--- SUPPLIED ENTRIES ---

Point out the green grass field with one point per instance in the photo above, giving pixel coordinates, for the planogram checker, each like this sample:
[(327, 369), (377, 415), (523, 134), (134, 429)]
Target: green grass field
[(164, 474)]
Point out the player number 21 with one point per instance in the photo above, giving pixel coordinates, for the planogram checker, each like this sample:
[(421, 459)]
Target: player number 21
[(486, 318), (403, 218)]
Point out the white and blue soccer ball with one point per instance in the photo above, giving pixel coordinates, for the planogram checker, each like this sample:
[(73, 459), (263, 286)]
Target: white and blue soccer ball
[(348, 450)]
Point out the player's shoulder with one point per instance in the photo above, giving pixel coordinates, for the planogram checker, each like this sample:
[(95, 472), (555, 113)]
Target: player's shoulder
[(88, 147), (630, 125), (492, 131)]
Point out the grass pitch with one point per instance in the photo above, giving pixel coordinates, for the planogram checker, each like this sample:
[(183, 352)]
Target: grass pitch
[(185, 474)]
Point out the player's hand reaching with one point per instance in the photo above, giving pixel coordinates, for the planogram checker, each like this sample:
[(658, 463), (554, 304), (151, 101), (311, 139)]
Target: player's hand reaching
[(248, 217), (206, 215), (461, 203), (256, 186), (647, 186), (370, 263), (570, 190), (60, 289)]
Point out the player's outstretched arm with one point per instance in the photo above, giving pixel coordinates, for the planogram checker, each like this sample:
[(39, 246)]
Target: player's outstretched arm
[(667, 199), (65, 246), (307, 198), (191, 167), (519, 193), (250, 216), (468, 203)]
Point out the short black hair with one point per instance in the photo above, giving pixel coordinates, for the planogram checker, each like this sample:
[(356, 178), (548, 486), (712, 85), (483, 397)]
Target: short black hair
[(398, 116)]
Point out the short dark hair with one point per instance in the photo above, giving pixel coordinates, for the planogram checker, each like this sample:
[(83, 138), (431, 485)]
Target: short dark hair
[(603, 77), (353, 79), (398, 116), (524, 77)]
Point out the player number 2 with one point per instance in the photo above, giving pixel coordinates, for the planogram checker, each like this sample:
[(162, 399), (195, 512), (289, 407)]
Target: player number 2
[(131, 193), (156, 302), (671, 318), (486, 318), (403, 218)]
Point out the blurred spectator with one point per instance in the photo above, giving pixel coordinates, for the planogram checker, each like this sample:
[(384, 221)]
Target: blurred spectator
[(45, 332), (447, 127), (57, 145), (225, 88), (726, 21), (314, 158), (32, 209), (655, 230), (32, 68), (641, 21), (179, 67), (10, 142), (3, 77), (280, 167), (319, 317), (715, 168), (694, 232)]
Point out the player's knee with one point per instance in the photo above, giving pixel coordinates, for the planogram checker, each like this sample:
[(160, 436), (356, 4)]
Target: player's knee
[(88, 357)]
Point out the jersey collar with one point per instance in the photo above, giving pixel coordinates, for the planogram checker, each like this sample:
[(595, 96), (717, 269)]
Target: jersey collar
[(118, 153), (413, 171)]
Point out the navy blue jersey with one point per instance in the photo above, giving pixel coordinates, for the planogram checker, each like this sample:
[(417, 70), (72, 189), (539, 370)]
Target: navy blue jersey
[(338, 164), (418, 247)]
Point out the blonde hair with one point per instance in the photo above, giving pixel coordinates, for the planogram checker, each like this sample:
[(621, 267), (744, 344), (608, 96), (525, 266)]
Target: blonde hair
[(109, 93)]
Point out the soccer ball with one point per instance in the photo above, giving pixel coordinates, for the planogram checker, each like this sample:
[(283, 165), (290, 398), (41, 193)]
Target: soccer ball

---
--- SUPPLIED ENTRIES ---

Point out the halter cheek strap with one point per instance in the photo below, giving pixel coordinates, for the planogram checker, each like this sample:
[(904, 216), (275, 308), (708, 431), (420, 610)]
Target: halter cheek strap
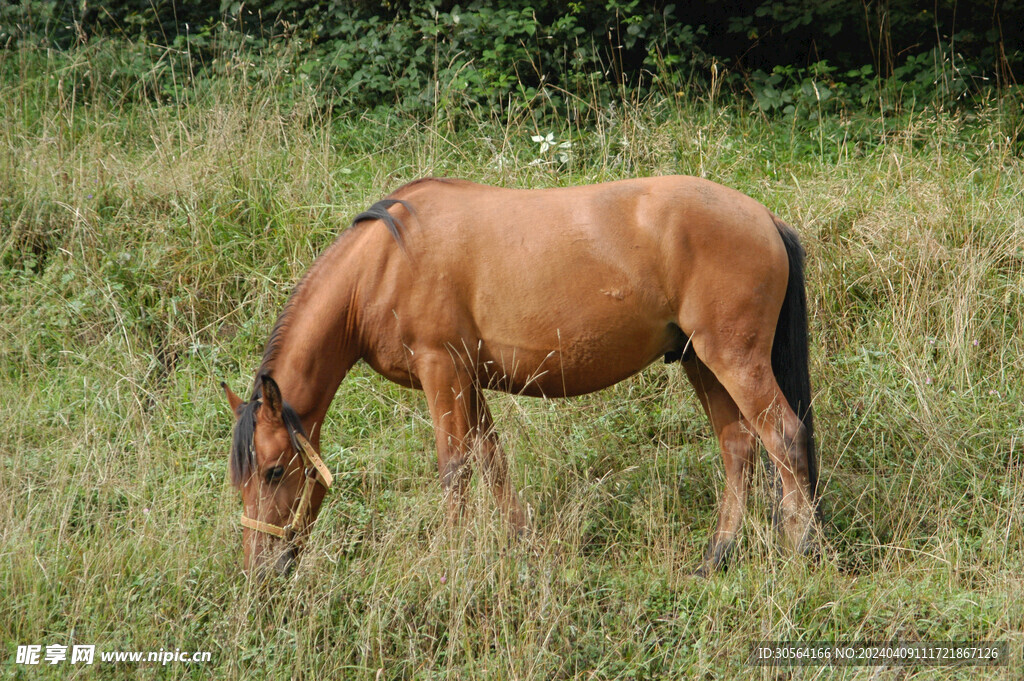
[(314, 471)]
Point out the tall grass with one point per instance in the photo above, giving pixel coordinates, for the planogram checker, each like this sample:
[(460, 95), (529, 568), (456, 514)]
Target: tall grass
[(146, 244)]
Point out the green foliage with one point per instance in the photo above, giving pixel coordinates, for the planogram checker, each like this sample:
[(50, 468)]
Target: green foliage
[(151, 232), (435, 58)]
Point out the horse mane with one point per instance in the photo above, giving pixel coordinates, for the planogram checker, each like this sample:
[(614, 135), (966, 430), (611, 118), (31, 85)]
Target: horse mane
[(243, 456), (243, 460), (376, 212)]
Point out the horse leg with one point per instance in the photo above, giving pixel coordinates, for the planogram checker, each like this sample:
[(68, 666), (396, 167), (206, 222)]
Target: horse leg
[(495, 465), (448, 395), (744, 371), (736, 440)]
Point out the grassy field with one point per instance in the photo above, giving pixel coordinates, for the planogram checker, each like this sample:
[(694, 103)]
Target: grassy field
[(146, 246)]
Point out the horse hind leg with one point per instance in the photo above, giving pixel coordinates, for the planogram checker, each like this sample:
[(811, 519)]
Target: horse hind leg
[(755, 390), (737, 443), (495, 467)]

---
--- SUPPLIED ENTRIES ---

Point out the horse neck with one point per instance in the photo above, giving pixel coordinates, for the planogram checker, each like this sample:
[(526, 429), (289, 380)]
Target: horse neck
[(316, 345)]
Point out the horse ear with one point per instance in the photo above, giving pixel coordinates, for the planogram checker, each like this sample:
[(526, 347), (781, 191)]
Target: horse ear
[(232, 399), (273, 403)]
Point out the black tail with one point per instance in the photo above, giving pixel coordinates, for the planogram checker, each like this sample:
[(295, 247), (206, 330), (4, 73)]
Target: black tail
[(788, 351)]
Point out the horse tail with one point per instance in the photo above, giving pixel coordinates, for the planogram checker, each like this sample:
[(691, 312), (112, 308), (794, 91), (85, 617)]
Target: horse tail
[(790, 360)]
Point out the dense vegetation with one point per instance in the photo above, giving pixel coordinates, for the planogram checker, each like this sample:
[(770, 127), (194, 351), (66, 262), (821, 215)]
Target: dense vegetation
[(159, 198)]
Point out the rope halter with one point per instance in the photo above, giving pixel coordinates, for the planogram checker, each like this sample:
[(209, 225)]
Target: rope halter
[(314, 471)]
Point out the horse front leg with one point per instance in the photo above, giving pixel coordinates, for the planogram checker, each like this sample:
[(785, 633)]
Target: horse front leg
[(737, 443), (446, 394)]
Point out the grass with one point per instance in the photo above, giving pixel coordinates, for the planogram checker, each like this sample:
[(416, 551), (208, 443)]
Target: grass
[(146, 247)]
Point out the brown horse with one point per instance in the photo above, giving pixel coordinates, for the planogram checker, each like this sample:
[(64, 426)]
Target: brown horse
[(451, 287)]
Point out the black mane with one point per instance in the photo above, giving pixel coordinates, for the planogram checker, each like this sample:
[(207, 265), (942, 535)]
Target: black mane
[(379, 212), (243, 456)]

---

• _REQUEST_:
Lay out every line of the entries from the one containing "Point out the green grass" down to the one containing "[(185, 474)]", both included, as a numbered list, and skip any blank lines.

• _TASK ANSWER_:
1. Point out the green grass field with one point per instance in the photo above, giving pixel coordinates, for the planogram checker, each like this sample:
2. [(327, 369), (377, 415), (523, 134), (134, 429)]
3. Target: green grass field
4. [(164, 474)]
5. Point out the player number 21 with one point per instance in the photo above, giving pixel coordinates, for the planogram checker, each like this sample:
6. [(421, 459)]
7. Target: player number 21
8. [(486, 318), (403, 218)]
9. Point out the white and blue soccer ball with one point per instance in the photo above, giving pixel coordinates, for the planogram checker, each like this sample:
10. [(73, 459), (263, 286)]
11. Target: white and blue soccer ball
12. [(348, 450)]
13. Point out the player's shoulder with one point per instance in the photo above, giving pixel coordinates, for the planogram checker, each like this sample:
14. [(95, 472), (555, 113)]
15. Target: player's shoulder
16. [(88, 147), (630, 125), (492, 131)]
17. Point out the grass pitch with one point per instance in the photo above, giving pixel coordinates, for the planogram checker, each like this sample:
18. [(183, 352)]
19. Target: grass pitch
20. [(185, 474)]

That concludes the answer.